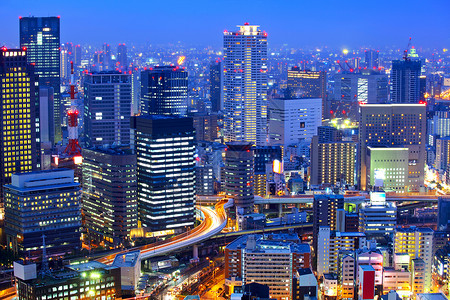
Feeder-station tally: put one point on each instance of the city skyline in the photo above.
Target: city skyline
(200, 23)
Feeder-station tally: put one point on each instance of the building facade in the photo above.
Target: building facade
(405, 78)
(19, 120)
(239, 176)
(272, 260)
(394, 125)
(216, 85)
(107, 108)
(294, 120)
(109, 194)
(164, 91)
(332, 162)
(40, 36)
(57, 198)
(164, 147)
(245, 85)
(417, 243)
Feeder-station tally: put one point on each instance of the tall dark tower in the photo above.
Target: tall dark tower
(164, 91)
(122, 57)
(215, 85)
(165, 150)
(41, 37)
(18, 118)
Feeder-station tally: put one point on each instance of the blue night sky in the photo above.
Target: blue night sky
(297, 23)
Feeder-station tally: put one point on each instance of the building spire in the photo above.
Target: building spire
(45, 270)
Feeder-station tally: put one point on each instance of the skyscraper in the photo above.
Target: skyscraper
(215, 85)
(41, 37)
(405, 78)
(393, 125)
(417, 243)
(294, 120)
(164, 148)
(122, 58)
(332, 162)
(107, 111)
(43, 202)
(350, 89)
(109, 193)
(270, 259)
(245, 85)
(164, 91)
(19, 117)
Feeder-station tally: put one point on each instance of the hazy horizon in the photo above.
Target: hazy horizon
(337, 25)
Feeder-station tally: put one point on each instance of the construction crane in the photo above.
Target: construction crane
(405, 53)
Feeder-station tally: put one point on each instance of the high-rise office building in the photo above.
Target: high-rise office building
(204, 180)
(325, 213)
(304, 284)
(371, 59)
(64, 62)
(332, 162)
(164, 91)
(351, 89)
(107, 111)
(307, 84)
(109, 193)
(41, 37)
(417, 243)
(43, 203)
(294, 120)
(239, 175)
(271, 259)
(77, 56)
(328, 134)
(245, 85)
(331, 243)
(107, 57)
(164, 148)
(405, 78)
(47, 129)
(216, 85)
(443, 212)
(19, 120)
(122, 59)
(394, 125)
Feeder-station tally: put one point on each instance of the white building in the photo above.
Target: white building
(294, 120)
(373, 258)
(397, 280)
(347, 274)
(417, 243)
(330, 243)
(245, 85)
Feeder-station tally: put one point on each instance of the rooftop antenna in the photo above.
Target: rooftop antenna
(45, 270)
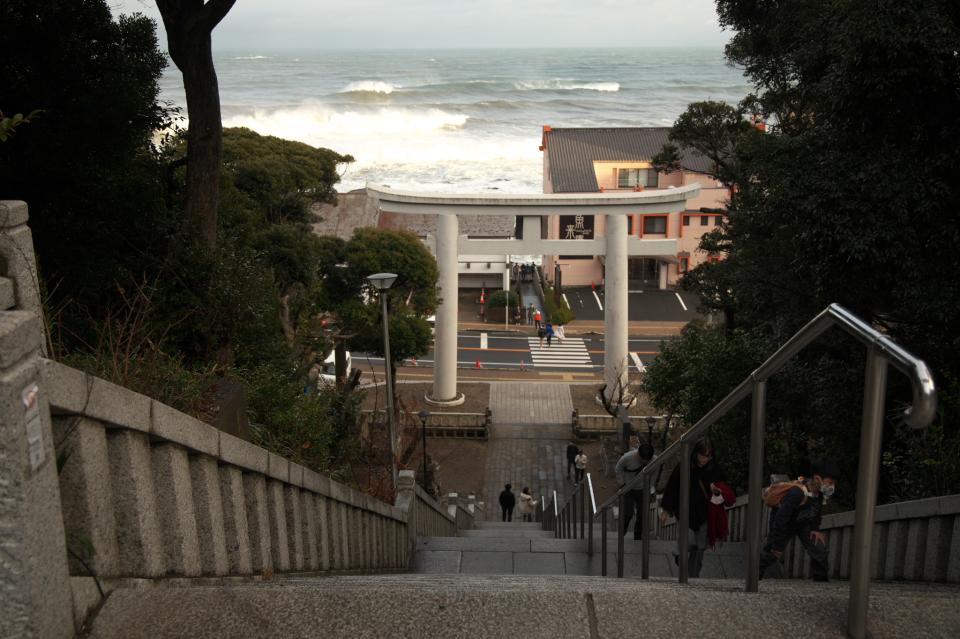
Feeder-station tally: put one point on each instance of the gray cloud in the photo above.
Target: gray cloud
(459, 23)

· · · ·

▸ **What you will do**
How many lines in the listing above include the word "instance"? Respond with the number and nothing else.

▸ **Output for this task**
12